### Work instructions
Retype the tail of the data exactly, starting at the line containing "For each instance of the cabinet handle, the" and stopping at the last line.
[START Data supplied]
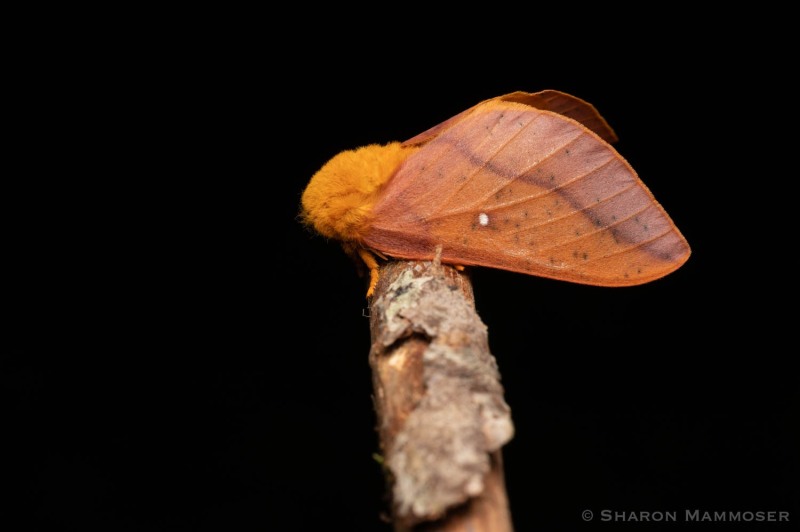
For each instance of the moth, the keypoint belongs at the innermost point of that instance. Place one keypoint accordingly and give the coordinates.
(525, 182)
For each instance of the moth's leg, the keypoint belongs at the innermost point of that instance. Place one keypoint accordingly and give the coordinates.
(372, 264)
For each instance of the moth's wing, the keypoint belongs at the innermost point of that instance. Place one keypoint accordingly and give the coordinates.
(569, 106)
(547, 100)
(514, 187)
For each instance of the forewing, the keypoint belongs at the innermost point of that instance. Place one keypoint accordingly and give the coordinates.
(547, 100)
(518, 188)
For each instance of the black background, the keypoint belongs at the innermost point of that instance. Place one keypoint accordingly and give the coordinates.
(184, 355)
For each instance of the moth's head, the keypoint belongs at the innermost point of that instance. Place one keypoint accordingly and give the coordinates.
(339, 198)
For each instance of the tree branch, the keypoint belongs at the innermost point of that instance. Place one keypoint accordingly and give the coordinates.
(442, 418)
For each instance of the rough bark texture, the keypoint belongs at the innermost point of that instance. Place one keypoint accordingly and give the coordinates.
(442, 418)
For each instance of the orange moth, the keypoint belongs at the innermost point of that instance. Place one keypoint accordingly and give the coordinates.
(525, 182)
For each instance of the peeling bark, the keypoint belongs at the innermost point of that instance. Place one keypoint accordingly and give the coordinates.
(442, 418)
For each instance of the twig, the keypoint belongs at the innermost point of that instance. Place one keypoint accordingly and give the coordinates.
(442, 418)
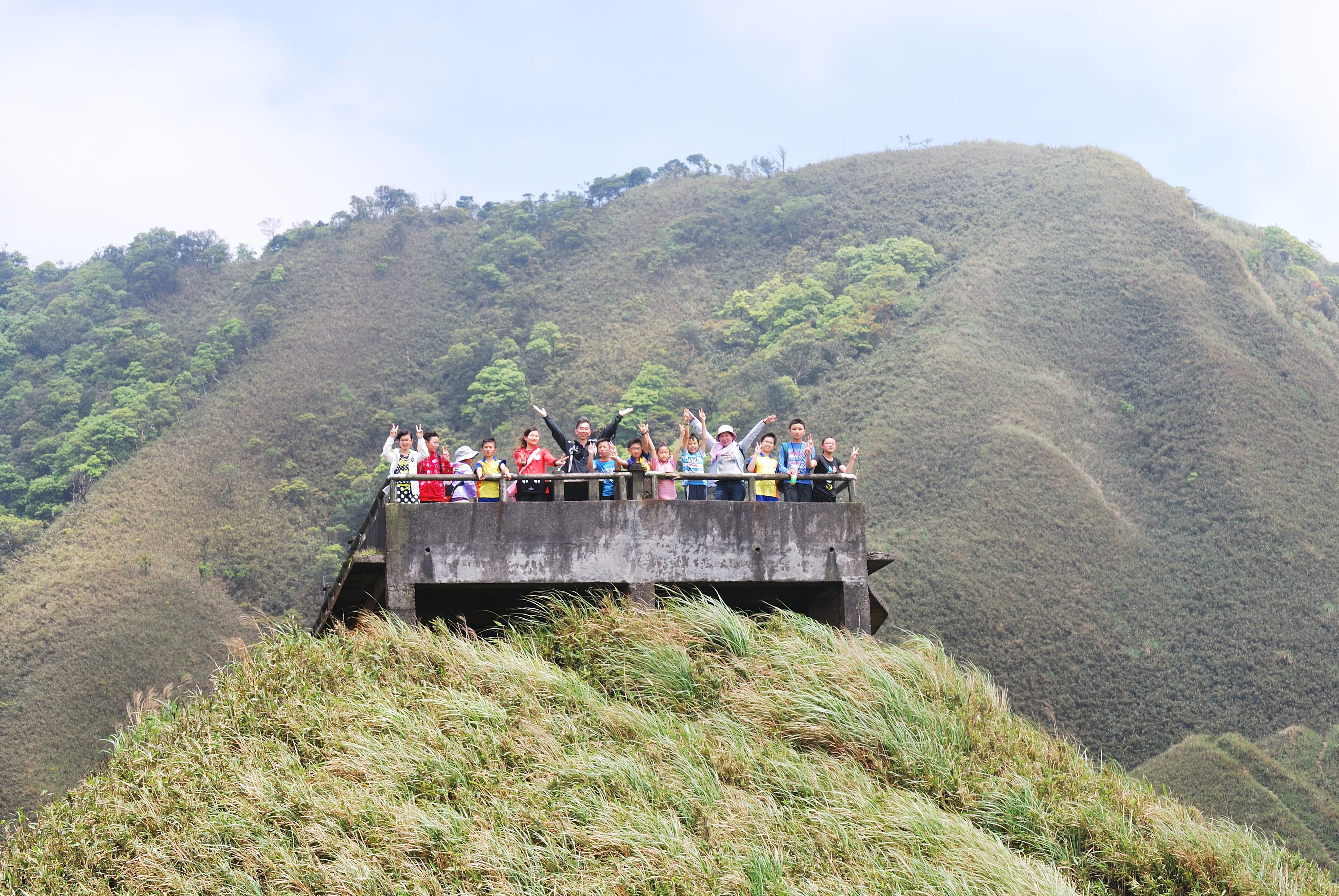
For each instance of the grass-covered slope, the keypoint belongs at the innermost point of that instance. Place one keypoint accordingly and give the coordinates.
(1100, 433)
(610, 750)
(1279, 785)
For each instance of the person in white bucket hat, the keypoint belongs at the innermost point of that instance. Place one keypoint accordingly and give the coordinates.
(728, 455)
(465, 467)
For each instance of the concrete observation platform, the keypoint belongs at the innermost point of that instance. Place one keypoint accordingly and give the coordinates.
(481, 562)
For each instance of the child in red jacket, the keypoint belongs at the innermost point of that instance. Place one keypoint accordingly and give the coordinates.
(436, 464)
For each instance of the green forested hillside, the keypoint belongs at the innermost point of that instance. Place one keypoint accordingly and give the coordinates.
(1096, 422)
(602, 749)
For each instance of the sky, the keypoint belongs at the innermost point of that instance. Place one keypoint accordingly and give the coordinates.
(130, 116)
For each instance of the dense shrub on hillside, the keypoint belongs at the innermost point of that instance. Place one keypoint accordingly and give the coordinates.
(86, 372)
(606, 750)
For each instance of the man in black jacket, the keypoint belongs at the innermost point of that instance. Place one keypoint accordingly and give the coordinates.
(580, 450)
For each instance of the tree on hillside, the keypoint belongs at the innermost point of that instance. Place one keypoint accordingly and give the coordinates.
(497, 393)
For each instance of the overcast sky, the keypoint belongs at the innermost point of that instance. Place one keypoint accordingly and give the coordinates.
(122, 117)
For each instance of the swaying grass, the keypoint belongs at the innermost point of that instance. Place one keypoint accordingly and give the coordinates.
(599, 749)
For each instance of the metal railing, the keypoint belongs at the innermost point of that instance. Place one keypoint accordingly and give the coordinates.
(643, 479)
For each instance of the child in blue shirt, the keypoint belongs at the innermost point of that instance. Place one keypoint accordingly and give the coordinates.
(691, 460)
(607, 461)
(797, 458)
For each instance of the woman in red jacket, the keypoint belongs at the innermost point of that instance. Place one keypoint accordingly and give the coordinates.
(532, 458)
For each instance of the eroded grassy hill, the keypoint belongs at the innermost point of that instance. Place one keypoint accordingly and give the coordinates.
(604, 750)
(1098, 428)
(1282, 785)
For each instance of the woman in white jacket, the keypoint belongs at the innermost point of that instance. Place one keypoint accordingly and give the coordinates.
(404, 458)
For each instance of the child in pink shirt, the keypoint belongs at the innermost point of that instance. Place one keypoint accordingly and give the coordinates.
(662, 461)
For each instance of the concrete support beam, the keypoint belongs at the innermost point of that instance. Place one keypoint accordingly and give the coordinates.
(809, 558)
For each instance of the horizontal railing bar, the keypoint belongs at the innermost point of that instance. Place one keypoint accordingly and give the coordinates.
(619, 475)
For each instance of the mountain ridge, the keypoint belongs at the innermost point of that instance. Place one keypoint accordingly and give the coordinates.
(1084, 325)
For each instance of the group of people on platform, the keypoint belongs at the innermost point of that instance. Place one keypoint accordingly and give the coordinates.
(694, 460)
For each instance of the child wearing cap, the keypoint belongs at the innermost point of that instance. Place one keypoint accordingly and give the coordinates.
(491, 491)
(728, 456)
(465, 491)
(763, 461)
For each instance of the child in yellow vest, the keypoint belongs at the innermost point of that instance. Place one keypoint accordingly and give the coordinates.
(491, 491)
(763, 461)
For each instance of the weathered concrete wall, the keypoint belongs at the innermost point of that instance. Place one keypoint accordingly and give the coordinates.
(634, 544)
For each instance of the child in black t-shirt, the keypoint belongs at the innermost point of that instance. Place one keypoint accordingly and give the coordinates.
(825, 491)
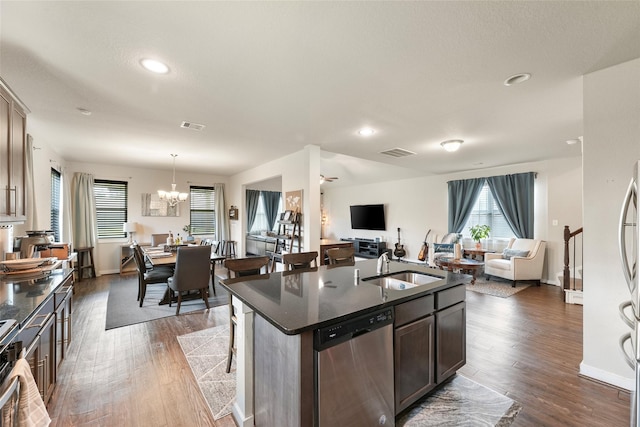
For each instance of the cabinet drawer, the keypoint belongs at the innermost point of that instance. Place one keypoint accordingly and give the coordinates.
(414, 309)
(33, 326)
(61, 294)
(450, 296)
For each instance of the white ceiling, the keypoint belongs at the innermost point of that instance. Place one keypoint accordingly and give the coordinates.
(268, 78)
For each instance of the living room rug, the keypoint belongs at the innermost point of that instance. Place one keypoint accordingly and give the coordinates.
(459, 402)
(123, 308)
(496, 288)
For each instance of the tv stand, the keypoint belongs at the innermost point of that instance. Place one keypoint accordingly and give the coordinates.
(368, 248)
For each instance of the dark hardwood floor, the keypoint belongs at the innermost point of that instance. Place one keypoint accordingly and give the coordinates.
(528, 347)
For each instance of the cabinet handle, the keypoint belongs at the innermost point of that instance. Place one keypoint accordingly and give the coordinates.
(14, 190)
(46, 316)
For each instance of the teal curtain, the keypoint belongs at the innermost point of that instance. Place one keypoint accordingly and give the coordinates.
(271, 200)
(222, 223)
(462, 197)
(83, 217)
(253, 197)
(514, 197)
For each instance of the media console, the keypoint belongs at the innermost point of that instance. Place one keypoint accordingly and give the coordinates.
(368, 248)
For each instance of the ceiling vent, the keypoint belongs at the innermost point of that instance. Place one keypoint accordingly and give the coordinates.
(398, 152)
(194, 126)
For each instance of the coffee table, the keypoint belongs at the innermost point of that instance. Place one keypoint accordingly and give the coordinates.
(463, 264)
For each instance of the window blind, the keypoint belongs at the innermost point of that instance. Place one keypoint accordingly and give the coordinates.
(55, 204)
(203, 215)
(111, 207)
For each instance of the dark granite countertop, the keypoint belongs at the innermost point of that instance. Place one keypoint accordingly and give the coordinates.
(20, 297)
(298, 302)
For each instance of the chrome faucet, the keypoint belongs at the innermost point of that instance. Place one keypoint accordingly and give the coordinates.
(383, 263)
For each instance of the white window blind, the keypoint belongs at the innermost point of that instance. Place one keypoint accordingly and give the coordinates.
(56, 202)
(486, 211)
(111, 207)
(203, 214)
[END Data supplied]
### Written solution
For each instance of the cabinet handle, the keypoint belongs at the innermost point of that instance. Place one keypoint accordingly and give the coordinates.
(14, 190)
(46, 316)
For each instance of the teal curtain, the keypoint belongs at the innermost point of that instance. Place one keypoint accordingly and give the coordinates.
(271, 200)
(222, 223)
(462, 197)
(83, 217)
(253, 197)
(514, 197)
For each instance of the media console, the keypoint belongs at the innermost point of that instance. Place one keypoint accordingly and give the coordinates.
(368, 248)
For each instance of the ceiling vent, the keypoint belongs at the innermost point of that instance. Place one keypoint accordingly and give the coordinates.
(398, 152)
(194, 126)
For each instance of the coffee table, the keypoint belongs at the innermost point of that instance. Place one keypoint accordingly and give the coordinates.
(463, 264)
For each instance of the window blind, the keypoint belongs at the innermost point of that instance. Place one keypoint accordingly and give the coordinates.
(55, 204)
(203, 215)
(111, 207)
For each instance of the dark granite countertop, the keypoint belongs at the innermost point of that instance. Place one keypoint accordingly and give the coordinates.
(20, 297)
(298, 302)
For each instance of the chrome faucet, the keypoint belongs at the innermost point of that instance. Place one keypoint accordingly and give the coordinates.
(383, 263)
For each instance of the white window blind, the keypoint belongs at the innermost point of that instance. Place one keypoint accordingly and give the coordinates.
(56, 202)
(486, 211)
(111, 207)
(203, 214)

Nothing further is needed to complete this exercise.